### YOUR TASK:
From the first line to the last, print the records exactly, leaving out the pictures.

= Beginning of Section =

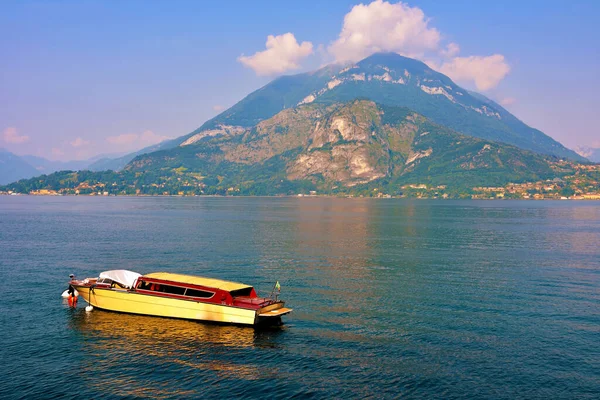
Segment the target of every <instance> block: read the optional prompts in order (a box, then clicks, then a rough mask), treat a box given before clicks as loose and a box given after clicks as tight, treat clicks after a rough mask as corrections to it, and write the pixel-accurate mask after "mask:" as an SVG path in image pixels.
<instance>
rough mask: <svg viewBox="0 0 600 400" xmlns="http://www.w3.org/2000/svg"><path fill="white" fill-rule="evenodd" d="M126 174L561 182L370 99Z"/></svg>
mask: <svg viewBox="0 0 600 400" xmlns="http://www.w3.org/2000/svg"><path fill="white" fill-rule="evenodd" d="M188 142H189V140H188ZM124 171H126V172H129V173H133V174H141V173H144V172H146V173H151V174H153V173H154V174H156V173H158V174H159V175H160V171H180V172H181V173H183V172H185V173H186V174H188V175H189V174H192V175H189V176H193V175H196V176H200V177H208V178H209V179H213V178H215V177H220V178H219V180H220V183H222V184H223V185H230V186H232V187H235V186H238V187H240V186H242V187H250V186H252V185H256V184H259V185H263V186H264V185H267V186H272V187H271V189H273V191H272V192H269V193H276V192H277V191H278V190H279V189H281V188H278V183H277V182H285V184H286V185H288V184H289V182H292V183H294V182H295V183H298V182H302V181H304V182H305V183H306V184H308V185H309V186H310V185H312V186H313V187H314V188H315V189H319V190H327V189H328V188H329V189H331V188H333V187H334V186H341V187H348V188H351V187H354V186H357V185H364V184H368V183H370V182H373V181H377V180H386V183H387V184H394V185H400V184H407V183H423V182H425V183H432V184H440V185H441V184H448V183H453V184H460V185H462V186H464V185H467V186H471V187H472V186H476V185H481V184H502V183H506V182H509V181H511V180H512V181H519V180H523V179H541V178H542V177H544V178H545V177H551V176H553V171H552V168H551V167H550V162H549V161H548V160H547V159H546V158H545V156H542V155H538V154H536V153H532V152H529V151H525V150H522V149H519V148H517V147H515V146H511V145H506V144H502V143H497V142H492V141H486V140H483V139H479V138H474V137H470V136H466V135H462V134H459V133H457V132H455V131H453V130H451V129H449V128H446V127H443V126H440V125H438V124H435V123H433V122H432V121H431V120H429V119H427V118H425V117H423V116H422V115H419V114H417V113H415V112H413V111H411V110H409V109H407V108H405V107H397V106H388V105H381V104H376V103H375V102H372V101H370V100H354V101H351V102H347V103H336V104H320V103H312V104H303V105H300V106H298V107H295V108H290V109H286V110H283V111H281V112H280V113H278V114H276V115H275V116H274V117H272V118H269V119H267V120H264V121H262V122H260V123H258V124H257V125H256V126H254V127H252V128H248V129H241V128H240V129H235V130H234V129H229V130H228V131H227V132H225V133H224V134H221V135H214V136H204V137H202V138H200V139H198V140H197V141H193V142H189V143H188V144H185V145H182V146H179V147H177V148H175V149H171V150H167V151H159V152H155V153H149V154H146V155H144V156H140V157H137V158H136V159H134V160H133V161H132V162H131V163H130V164H129V165H128V166H127V167H126V168H125V170H124ZM197 180H201V181H202V180H203V178H197ZM292 186H293V185H292Z"/></svg>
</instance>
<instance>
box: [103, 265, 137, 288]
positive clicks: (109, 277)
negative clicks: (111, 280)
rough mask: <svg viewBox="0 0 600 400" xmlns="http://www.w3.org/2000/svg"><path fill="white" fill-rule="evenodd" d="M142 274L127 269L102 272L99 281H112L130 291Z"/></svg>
mask: <svg viewBox="0 0 600 400" xmlns="http://www.w3.org/2000/svg"><path fill="white" fill-rule="evenodd" d="M140 276H142V275H140V274H138V273H137V272H133V271H128V270H126V269H113V270H111V271H104V272H100V276H99V277H98V278H99V279H110V280H113V281H115V282H117V283H120V284H121V285H123V286H125V287H126V288H128V289H131V288H132V287H133V284H134V283H135V281H136V279H137V278H139V277H140Z"/></svg>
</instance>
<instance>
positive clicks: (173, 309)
mask: <svg viewBox="0 0 600 400" xmlns="http://www.w3.org/2000/svg"><path fill="white" fill-rule="evenodd" d="M74 287H75V288H76V289H77V290H78V291H79V294H80V296H81V297H83V299H84V300H85V301H86V302H88V303H89V304H91V305H92V306H94V307H97V308H100V309H103V310H110V311H118V312H124V313H131V314H142V315H153V316H158V317H170V318H181V319H189V320H198V321H212V322H220V323H231V324H243V325H255V324H256V323H258V322H259V317H260V319H261V320H262V319H265V318H269V317H279V316H280V315H284V314H287V313H288V312H290V311H291V310H290V309H286V308H283V303H277V304H273V305H271V306H268V307H265V308H264V309H259V310H251V309H244V308H240V307H232V306H228V305H220V304H209V303H202V302H197V301H193V300H183V299H174V298H167V297H162V296H156V295H148V294H142V293H137V292H135V291H128V290H119V289H114V288H111V289H108V288H90V287H86V286H79V285H77V286H75V285H74ZM273 306H275V307H273Z"/></svg>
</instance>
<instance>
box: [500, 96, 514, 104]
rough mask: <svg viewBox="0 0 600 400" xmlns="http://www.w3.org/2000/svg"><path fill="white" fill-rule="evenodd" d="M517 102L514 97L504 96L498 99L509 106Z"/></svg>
mask: <svg viewBox="0 0 600 400" xmlns="http://www.w3.org/2000/svg"><path fill="white" fill-rule="evenodd" d="M516 102H517V99H515V98H514V97H505V98H503V99H502V100H500V104H501V105H503V106H510V105H512V104H515V103H516Z"/></svg>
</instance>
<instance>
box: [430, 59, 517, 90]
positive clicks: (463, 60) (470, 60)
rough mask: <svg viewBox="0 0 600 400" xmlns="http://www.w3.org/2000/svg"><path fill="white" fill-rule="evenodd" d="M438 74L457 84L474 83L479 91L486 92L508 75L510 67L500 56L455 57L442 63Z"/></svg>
mask: <svg viewBox="0 0 600 400" xmlns="http://www.w3.org/2000/svg"><path fill="white" fill-rule="evenodd" d="M440 72H441V73H443V74H446V75H448V76H449V77H450V78H452V79H453V80H456V81H459V82H474V83H475V86H476V87H477V89H479V90H488V89H491V88H494V87H496V86H497V85H498V83H500V81H501V80H502V79H504V77H506V75H508V73H509V72H510V66H509V65H508V64H507V63H506V61H505V60H504V56H503V55H501V54H494V55H491V56H487V57H482V56H471V57H455V58H453V59H452V61H449V62H445V63H443V64H442V66H441V68H440Z"/></svg>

= End of Section =

### RESPONSE TO THIS EXERCISE:
Segment the target of every <instance> block: read the optional prompts in order (a box, then clicks, then a rough mask), treat a box given before clicks as loose and a box given after clicks as tight, treat clicks after a rough mask as corrections to it, and write the pixel-accurate mask after "mask:" as an SVG path in image pixels.
<instance>
rough mask: <svg viewBox="0 0 600 400" xmlns="http://www.w3.org/2000/svg"><path fill="white" fill-rule="evenodd" d="M126 174L561 182L370 99Z"/></svg>
mask: <svg viewBox="0 0 600 400" xmlns="http://www.w3.org/2000/svg"><path fill="white" fill-rule="evenodd" d="M188 142H189V140H188ZM124 171H126V172H129V173H133V174H141V173H144V172H146V173H151V174H153V173H154V174H156V173H158V174H159V175H160V171H180V172H181V173H183V172H185V173H186V174H188V175H189V174H192V175H189V176H193V175H196V176H200V177H208V178H209V179H213V178H215V177H220V178H219V180H220V183H222V184H223V185H230V186H232V187H235V186H238V187H240V186H242V187H250V186H252V185H256V184H259V185H263V186H264V185H267V186H272V187H271V189H273V191H272V192H269V193H276V192H277V191H278V190H279V189H281V188H278V183H277V182H285V184H286V185H288V184H289V182H292V183H294V182H295V183H298V182H302V181H304V182H305V183H306V184H308V185H309V186H310V185H312V186H313V187H314V188H315V189H319V190H327V189H328V188H329V189H331V188H333V187H334V186H341V187H348V188H351V187H354V186H357V185H364V184H368V183H370V182H373V181H377V180H386V183H387V184H394V185H400V184H407V183H423V182H425V183H432V184H440V185H441V184H448V183H453V184H460V185H462V186H464V185H467V186H471V187H472V186H476V185H481V184H502V183H506V182H509V181H511V180H512V181H519V180H523V179H541V178H542V177H544V178H545V177H551V176H553V171H552V168H551V167H550V162H549V161H548V160H547V159H546V158H545V156H542V155H538V154H536V153H532V152H529V151H525V150H522V149H519V148H517V147H515V146H511V145H506V144H502V143H497V142H492V141H486V140H483V139H479V138H474V137H470V136H466V135H462V134H459V133H457V132H455V131H453V130H451V129H449V128H446V127H443V126H440V125H438V124H435V123H433V122H432V121H431V120H429V119H427V118H425V117H423V116H422V115H419V114H417V113H415V112H413V111H411V110H409V109H407V108H405V107H397V106H388V105H381V104H376V103H375V102H372V101H370V100H354V101H351V102H347V103H336V104H320V103H312V104H303V105H300V106H298V107H295V108H290V109H286V110H283V111H281V112H280V113H278V114H276V115H275V116H274V117H272V118H269V119H267V120H264V121H262V122H260V123H258V124H257V125H256V126H254V127H252V128H248V129H241V128H240V129H235V130H234V129H229V130H228V131H227V132H225V133H224V134H221V135H214V136H204V137H202V138H200V139H198V140H197V141H193V142H189V143H188V144H185V145H182V146H179V147H177V148H175V149H171V150H167V151H159V152H155V153H149V154H146V155H144V156H140V157H137V158H136V159H134V160H133V161H132V162H131V163H130V164H129V165H128V166H127V167H126V168H125V170H124ZM197 180H201V181H202V180H203V178H197ZM292 186H293V185H292Z"/></svg>
</instance>
<instance>
box: [103, 265, 137, 288]
positive clicks: (109, 277)
negative clicks: (111, 280)
rough mask: <svg viewBox="0 0 600 400" xmlns="http://www.w3.org/2000/svg"><path fill="white" fill-rule="evenodd" d="M142 274L127 269L102 272L99 281H112L130 291Z"/></svg>
mask: <svg viewBox="0 0 600 400" xmlns="http://www.w3.org/2000/svg"><path fill="white" fill-rule="evenodd" d="M140 276H142V275H140V274H138V273H137V272H133V271H128V270H126V269H113V270H111V271H104V272H100V276H99V277H98V278H99V279H110V280H113V281H115V282H117V283H120V284H121V285H123V286H125V287H126V288H128V289H131V288H132V287H133V284H134V283H135V281H136V279H137V278H139V277H140Z"/></svg>
</instance>
<instance>
positive clicks: (173, 309)
mask: <svg viewBox="0 0 600 400" xmlns="http://www.w3.org/2000/svg"><path fill="white" fill-rule="evenodd" d="M74 287H75V288H76V289H77V290H78V291H79V294H80V296H81V297H83V299H84V300H85V301H86V302H88V303H89V304H91V305H92V306H94V307H97V308H100V309H103V310H110V311H118V312H124V313H131V314H142V315H153V316H158V317H170V318H181V319H189V320H198V321H212V322H220V323H231V324H243V325H255V324H256V323H258V322H259V317H260V319H261V320H262V319H265V318H269V317H279V316H280V315H284V314H287V313H288V312H290V311H291V310H290V309H286V308H283V303H277V304H273V305H271V306H268V307H265V308H264V309H259V310H251V309H244V308H240V307H232V306H228V305H220V304H209V303H202V302H197V301H193V300H183V299H174V298H167V297H162V296H156V295H148V294H142V293H137V292H135V291H128V290H119V289H114V288H111V289H108V288H90V287H86V286H79V285H77V286H75V285H74ZM273 306H275V307H273Z"/></svg>
</instance>
<instance>
box: [500, 96, 514, 104]
rough mask: <svg viewBox="0 0 600 400" xmlns="http://www.w3.org/2000/svg"><path fill="white" fill-rule="evenodd" d="M517 102L514 97L504 96L498 99L509 106Z"/></svg>
mask: <svg viewBox="0 0 600 400" xmlns="http://www.w3.org/2000/svg"><path fill="white" fill-rule="evenodd" d="M516 102H517V99H515V98H514V97H505V98H503V99H502V100H500V104H501V105H503V106H510V105H512V104H515V103H516Z"/></svg>
</instance>
<instance>
box: [430, 59, 517, 90]
positive clicks: (463, 60) (470, 60)
rough mask: <svg viewBox="0 0 600 400" xmlns="http://www.w3.org/2000/svg"><path fill="white" fill-rule="evenodd" d="M438 74L457 84L474 83L479 91L486 92L508 75L510 67L500 56L455 57L442 63Z"/></svg>
mask: <svg viewBox="0 0 600 400" xmlns="http://www.w3.org/2000/svg"><path fill="white" fill-rule="evenodd" d="M440 72H441V73H443V74H446V75H448V76H449V77H450V78H452V79H453V80H456V81H459V82H474V83H475V86H476V87H477V89H479V90H488V89H491V88H494V87H496V86H497V85H498V83H500V81H501V80H502V79H504V77H506V75H508V73H509V72H510V66H509V65H508V64H507V63H506V61H505V60H504V56H503V55H501V54H494V55H491V56H487V57H482V56H471V57H455V58H453V59H452V61H449V62H445V63H443V64H442V66H441V68H440Z"/></svg>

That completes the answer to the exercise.